* DAFTAR TUGAS *
(1) Ubah bagian teks tentang money politic di bawah, antara "Solusi Mengatasi Money" dan "seharusnya didiskualifikasi saja." (keduanya termasuk), dengan mengganti "masyarakat" menjadi "warga", lalu tuliskan bagian itu kembali.
(2) Saring daftar di bawah dengan menyalin setiap baris yang memuat kata "with". Perhatikan bahwa huruf besar dan huruf kecil dibedakan.
---------- TEKS YANG DIBERIKAN
Solusi Mengatasi Money Politic
Kita sebagai masyarakat harus ikut berpartisipasi untuk mengkaji keputusan
Mahkamah Konstitusi dalam menyelesaikan kasus-kasus pemillu agar tidak
menyimpang dari peraturan hukum yang berlaku. Calon-calon pada pemilu juga
harus komitmen untuk benar-benar tidak melakukan praktek money politik dan
apabila terbukti melakukan maka seharusnya didiskualifikasi saja.
--------------------
---------- DAFTAR ENTRI
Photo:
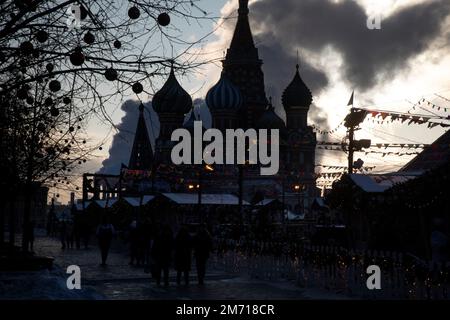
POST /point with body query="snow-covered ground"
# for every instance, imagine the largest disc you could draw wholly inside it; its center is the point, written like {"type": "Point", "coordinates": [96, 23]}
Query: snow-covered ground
{"type": "Point", "coordinates": [41, 285]}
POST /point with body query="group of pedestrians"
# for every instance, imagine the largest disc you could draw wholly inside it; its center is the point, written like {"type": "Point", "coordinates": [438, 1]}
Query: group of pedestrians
{"type": "Point", "coordinates": [74, 233]}
{"type": "Point", "coordinates": [181, 248]}
{"type": "Point", "coordinates": [159, 250]}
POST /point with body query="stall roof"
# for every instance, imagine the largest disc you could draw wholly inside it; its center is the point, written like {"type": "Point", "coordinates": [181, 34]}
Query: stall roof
{"type": "Point", "coordinates": [136, 201]}
{"type": "Point", "coordinates": [379, 183]}
{"type": "Point", "coordinates": [216, 199]}
{"type": "Point", "coordinates": [265, 202]}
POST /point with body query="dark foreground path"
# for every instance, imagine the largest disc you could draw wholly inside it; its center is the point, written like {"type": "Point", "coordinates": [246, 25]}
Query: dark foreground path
{"type": "Point", "coordinates": [121, 281]}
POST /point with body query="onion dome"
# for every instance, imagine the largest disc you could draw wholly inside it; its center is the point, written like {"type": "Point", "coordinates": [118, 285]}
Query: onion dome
{"type": "Point", "coordinates": [172, 98]}
{"type": "Point", "coordinates": [269, 119]}
{"type": "Point", "coordinates": [224, 95]}
{"type": "Point", "coordinates": [297, 94]}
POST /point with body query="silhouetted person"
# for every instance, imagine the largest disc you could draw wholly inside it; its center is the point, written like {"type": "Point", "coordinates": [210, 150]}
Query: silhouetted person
{"type": "Point", "coordinates": [105, 232]}
{"type": "Point", "coordinates": [202, 248]}
{"type": "Point", "coordinates": [133, 238]}
{"type": "Point", "coordinates": [62, 233]}
{"type": "Point", "coordinates": [183, 251]}
{"type": "Point", "coordinates": [85, 231]}
{"type": "Point", "coordinates": [29, 235]}
{"type": "Point", "coordinates": [69, 234]}
{"type": "Point", "coordinates": [162, 253]}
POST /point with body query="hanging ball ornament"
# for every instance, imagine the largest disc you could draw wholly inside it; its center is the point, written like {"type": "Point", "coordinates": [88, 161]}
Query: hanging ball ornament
{"type": "Point", "coordinates": [89, 38]}
{"type": "Point", "coordinates": [83, 12]}
{"type": "Point", "coordinates": [134, 13]}
{"type": "Point", "coordinates": [137, 88]}
{"type": "Point", "coordinates": [163, 19]}
{"type": "Point", "coordinates": [41, 127]}
{"type": "Point", "coordinates": [26, 47]}
{"type": "Point", "coordinates": [22, 93]}
{"type": "Point", "coordinates": [54, 86]}
{"type": "Point", "coordinates": [49, 67]}
{"type": "Point", "coordinates": [48, 101]}
{"type": "Point", "coordinates": [111, 74]}
{"type": "Point", "coordinates": [77, 57]}
{"type": "Point", "coordinates": [42, 36]}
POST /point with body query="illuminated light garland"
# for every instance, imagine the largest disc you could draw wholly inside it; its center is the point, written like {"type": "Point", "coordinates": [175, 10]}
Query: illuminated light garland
{"type": "Point", "coordinates": [325, 132]}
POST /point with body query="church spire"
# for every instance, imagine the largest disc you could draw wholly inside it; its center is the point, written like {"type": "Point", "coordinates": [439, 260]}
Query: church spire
{"type": "Point", "coordinates": [243, 67]}
{"type": "Point", "coordinates": [242, 45]}
{"type": "Point", "coordinates": [142, 154]}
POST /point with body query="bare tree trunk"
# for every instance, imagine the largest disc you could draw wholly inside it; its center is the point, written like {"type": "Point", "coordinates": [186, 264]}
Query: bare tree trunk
{"type": "Point", "coordinates": [12, 222]}
{"type": "Point", "coordinates": [2, 221]}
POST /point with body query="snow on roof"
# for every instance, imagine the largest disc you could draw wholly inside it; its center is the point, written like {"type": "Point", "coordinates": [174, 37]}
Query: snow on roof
{"type": "Point", "coordinates": [192, 198]}
{"type": "Point", "coordinates": [108, 203]}
{"type": "Point", "coordinates": [265, 202]}
{"type": "Point", "coordinates": [293, 217]}
{"type": "Point", "coordinates": [379, 183]}
{"type": "Point", "coordinates": [320, 202]}
{"type": "Point", "coordinates": [136, 201]}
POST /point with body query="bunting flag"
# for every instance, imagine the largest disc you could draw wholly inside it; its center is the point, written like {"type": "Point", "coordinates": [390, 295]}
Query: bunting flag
{"type": "Point", "coordinates": [381, 117]}
{"type": "Point", "coordinates": [350, 102]}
--------------------
* JAWABAN *
(1)
Solusi Mengatasi Money Politic
Kita sebagai warga harus ikut berpartisipasi untuk mengkaji keputusan
Mahkamah Konstitusi dalam menyelesaikan kasus-kasus pemillu agar tidak
menyimpang dari peraturan hukum yang berlaku. Calon-calon pada pemilu juga
harus komitmen untuk benar-benar tidak melakukan praktek money politik dan
apabila terbukti melakukan maka seharusnya didiskualifikasi saja.

(2)
POST /point with body query="snow-covered ground"
POST /point with body query="group of pedestrians"
POST /point with body query="stall roof"
POST /point with body query="dark foreground path"
POST /point with body query="onion dome"
POST /point with body query="silhouetted person"
POST /point with body query="hanging ball ornament"
POST /point with body query="illuminated light garland"
POST /point with body query="church spire"
POST /point with body query="bare tree trunk"
POST /point with body query="snow on roof"
POST /point with body query="bunting flag"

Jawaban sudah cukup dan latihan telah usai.